Given text:
▶
# Instrumentation.



## U666A (Dec 11, 2010)

Question for any of y'all who might be able to answer...

Running some tubing for guages on the horde of pumps in the boiler rm/ chiller rm, and there is something unsettling...

It is all 1/4" SS tubing, bent with ridgid benders, buy we were shipped standard brass comp fittings instead of the typical Swagelock ones with the 2 part SS BUSHING.

Try as I might, i cannot get the brass ferrule to bite onto the ss tubing. As a test, I tightened to the point that ai rounded off the brass nut (even with the proper combo wrenches, BION!). even still, the tube swivels relatively easily in the fitting, and in some cases I can still pull the ferrule off by hand...

Time for testing is getting close, but a dozen guys are working on this daily...

Im sure they'll leak... thoughts?


----------



## plbgbiz (Aug 27, 2010)

Is FedEx'ing the right couplings an option?


----------



## Airgap (Dec 18, 2008)

Get the right fittings. At least you have a good reason for busting the test....


----------



## U666A (Dec 11, 2010)

Not my call.

I've done everything I can short of refusing to install. And that there would end up with me kicking rocks.

My foreman claims that he has performed due diligence, to no avail. 

I'm not sure if this is how it was spec'd, and we'll get paid for a HUGE extra when 40+ pumps as well as glycol instr. tubing all goes for a ****...

Eithet way, I'm doing the best job possible on the tubing. Because the ferrules slide right off, it will simply be a matter of changing the fittings when a crate of Swagelock stuff shows up a few months down the road...


----------



## OldSchool (Jan 30, 2010)

You could always flare the tubing instead of using compression or better yet get your self some sharkbites


----------



## beachplumber (Feb 7, 2010)

I think they make make a special putty for all plumbing repairs


----------



## DesertOkie (Jul 15, 2011)

Don't they make sharkbites for stainless? If they don't I have a lead on some bud couplings that should be ready after the OSU game.


----------



## U666A (Dec 11, 2010)

OldSchool said:


> You could always flare the tubing instead of using compression or better yet get your self some sharkbites


Love the SB idea there stranger! I notice under your name it says you are SB Certified ... interested in a small side job? :laughing:

In all seriousness, i have never flared 316... same tool and fittings? Or are you being facetious?


----------



## U666A (Dec 11, 2010)

DesertOkie said:


> Don't they make sharkbites for stainless? If they don't I have a lead on some bud couplings that should be ready after the OSU game.
◀
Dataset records
▶
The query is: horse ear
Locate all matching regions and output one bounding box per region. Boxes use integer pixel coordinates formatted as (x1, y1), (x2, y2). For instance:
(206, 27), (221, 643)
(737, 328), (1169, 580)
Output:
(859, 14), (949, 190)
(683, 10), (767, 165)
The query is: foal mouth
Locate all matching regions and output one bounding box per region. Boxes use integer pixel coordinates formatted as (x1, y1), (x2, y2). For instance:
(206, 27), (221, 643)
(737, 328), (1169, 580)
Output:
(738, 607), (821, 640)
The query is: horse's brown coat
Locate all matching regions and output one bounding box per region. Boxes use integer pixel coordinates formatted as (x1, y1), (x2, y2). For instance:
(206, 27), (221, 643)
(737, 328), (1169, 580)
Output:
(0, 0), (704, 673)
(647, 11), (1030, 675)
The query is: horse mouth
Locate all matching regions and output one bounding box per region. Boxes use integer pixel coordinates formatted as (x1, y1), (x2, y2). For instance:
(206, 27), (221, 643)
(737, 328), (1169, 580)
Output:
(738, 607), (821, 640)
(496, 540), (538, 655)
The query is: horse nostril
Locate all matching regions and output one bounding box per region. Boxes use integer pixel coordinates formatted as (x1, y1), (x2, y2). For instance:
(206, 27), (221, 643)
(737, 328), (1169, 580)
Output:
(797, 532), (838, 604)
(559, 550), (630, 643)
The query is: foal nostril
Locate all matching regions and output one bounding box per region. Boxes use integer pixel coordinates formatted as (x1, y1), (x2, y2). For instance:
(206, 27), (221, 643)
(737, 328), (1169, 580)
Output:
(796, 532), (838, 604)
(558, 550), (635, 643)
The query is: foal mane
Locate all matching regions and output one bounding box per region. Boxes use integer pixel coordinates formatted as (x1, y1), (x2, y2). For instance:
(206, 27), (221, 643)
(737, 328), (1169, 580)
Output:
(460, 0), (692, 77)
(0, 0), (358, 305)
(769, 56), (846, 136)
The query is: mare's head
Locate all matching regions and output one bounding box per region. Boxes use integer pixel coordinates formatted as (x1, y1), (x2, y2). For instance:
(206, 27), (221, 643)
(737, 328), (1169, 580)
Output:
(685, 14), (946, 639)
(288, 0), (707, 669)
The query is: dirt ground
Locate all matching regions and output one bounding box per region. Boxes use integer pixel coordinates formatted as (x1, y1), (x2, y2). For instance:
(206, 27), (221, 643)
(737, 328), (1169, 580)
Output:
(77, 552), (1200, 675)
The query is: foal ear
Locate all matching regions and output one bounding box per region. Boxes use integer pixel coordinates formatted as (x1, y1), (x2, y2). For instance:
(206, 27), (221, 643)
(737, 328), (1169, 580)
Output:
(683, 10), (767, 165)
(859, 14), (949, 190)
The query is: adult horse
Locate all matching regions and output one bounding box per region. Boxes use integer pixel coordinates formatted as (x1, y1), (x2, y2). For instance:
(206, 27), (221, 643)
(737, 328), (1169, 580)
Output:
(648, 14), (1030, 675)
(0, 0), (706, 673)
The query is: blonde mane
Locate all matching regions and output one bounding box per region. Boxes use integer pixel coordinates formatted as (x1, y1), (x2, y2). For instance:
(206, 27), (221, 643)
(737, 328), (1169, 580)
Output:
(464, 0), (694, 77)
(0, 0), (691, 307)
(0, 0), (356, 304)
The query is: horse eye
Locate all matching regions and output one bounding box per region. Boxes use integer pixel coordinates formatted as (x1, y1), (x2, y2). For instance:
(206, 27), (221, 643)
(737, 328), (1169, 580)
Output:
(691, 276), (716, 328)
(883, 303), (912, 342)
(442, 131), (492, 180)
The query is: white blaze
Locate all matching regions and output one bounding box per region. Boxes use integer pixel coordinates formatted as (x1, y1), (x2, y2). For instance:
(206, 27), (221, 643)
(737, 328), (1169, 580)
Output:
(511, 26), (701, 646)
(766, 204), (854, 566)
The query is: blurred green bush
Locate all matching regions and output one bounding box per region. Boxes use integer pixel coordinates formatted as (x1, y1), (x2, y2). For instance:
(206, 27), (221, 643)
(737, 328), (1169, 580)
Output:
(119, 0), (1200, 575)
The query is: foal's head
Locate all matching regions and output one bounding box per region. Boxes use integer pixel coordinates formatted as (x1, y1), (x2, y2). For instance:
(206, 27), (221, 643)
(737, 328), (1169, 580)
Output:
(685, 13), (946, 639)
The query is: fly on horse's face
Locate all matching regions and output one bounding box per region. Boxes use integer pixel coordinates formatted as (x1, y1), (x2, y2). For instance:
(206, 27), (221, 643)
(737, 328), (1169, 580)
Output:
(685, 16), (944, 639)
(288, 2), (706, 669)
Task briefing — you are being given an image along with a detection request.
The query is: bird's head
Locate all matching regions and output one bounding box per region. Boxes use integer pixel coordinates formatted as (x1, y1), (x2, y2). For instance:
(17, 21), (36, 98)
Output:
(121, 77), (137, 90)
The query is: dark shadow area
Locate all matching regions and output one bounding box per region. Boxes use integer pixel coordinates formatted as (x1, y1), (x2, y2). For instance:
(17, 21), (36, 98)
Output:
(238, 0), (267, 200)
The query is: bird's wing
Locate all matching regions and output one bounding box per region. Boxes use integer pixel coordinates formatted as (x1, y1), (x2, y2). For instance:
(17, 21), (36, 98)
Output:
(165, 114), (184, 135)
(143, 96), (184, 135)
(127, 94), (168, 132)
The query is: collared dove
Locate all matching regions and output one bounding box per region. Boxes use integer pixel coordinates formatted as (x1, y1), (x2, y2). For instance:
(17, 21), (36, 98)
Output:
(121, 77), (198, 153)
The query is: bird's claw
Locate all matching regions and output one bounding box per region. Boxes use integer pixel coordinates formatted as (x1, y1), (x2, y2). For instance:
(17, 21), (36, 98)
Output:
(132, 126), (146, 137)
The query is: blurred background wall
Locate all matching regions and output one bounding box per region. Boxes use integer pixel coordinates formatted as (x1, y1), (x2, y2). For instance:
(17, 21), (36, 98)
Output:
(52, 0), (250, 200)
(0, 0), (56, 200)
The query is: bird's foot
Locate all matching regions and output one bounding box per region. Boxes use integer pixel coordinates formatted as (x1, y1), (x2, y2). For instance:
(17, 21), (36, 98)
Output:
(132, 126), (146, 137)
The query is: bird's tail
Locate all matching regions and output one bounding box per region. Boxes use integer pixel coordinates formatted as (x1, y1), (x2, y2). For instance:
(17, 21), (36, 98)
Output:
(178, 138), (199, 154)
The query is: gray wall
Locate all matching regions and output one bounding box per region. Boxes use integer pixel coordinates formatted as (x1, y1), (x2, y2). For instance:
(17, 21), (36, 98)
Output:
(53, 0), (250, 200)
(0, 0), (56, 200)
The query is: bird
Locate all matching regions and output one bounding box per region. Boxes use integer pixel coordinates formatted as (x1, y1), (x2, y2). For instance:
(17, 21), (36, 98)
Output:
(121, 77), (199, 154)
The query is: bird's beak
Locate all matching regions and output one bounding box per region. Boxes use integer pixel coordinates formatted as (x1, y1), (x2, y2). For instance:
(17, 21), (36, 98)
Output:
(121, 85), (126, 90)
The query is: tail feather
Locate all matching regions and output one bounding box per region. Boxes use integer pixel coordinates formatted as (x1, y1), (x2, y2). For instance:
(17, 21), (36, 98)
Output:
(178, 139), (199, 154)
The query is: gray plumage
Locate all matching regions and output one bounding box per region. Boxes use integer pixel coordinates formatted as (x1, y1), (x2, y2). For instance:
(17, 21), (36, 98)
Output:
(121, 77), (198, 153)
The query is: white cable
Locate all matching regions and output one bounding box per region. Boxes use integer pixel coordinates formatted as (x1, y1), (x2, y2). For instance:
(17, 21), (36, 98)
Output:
◀
Stated problem A: From the instrumentation thread, reproduce the passage starting with "Time for testing" and going on through "couplings an option?".
Stated problem B: Condense the paragraph in the instrumentation thread that begins "Try as I might" into a short bulleted list that retains its main facts.

Answer A:
Time for testing is getting close, but a dozen guys are working on this daily...

Im sure they'll leak... thoughts?


----------



## plbgbiz (Aug 27, 2010)

Is FedEx'ing the right couplings an option?

Answer B:
- The brass ferrule will not bite onto the stainless steel tubing.
- As a test, the brass nut was tightened until it rounded off, even with the proper combination wrenches.
- The tube still swivels relatively easily in the fitting.
- In some cases the ferrule can still be pulled off by hand.